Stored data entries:
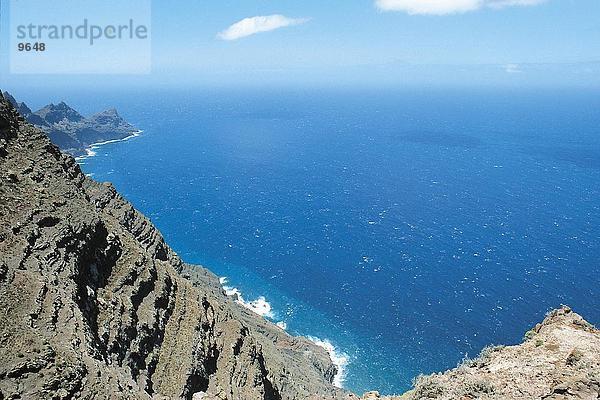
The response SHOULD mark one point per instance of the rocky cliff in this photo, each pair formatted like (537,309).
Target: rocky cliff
(95,305)
(71,131)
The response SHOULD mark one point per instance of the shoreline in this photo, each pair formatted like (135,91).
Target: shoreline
(90,149)
(263,308)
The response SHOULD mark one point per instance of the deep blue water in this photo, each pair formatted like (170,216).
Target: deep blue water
(409,228)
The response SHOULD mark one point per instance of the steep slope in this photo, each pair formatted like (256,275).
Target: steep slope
(559,360)
(96,305)
(71,131)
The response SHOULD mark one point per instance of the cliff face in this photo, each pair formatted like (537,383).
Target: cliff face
(71,131)
(94,304)
(559,359)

▸ **TASK DIRECTIONS**:
The line containing "Target: deep blue water" and all lines after it, through the end of the entries above, are to be returned exactly and alone.

▸ **RESPONSE TO THIS TASK**:
Target: deep blue water
(409,228)
The response SHOULD mark one point per instance of the steep slope in this photo, each pair formatted like (256,275).
Target: steep slope
(559,360)
(96,305)
(71,131)
The response SHOULD mark one point per instance of the cliff face in this photo, each pair formatted like (537,383).
Target: cliff face
(71,131)
(94,304)
(559,359)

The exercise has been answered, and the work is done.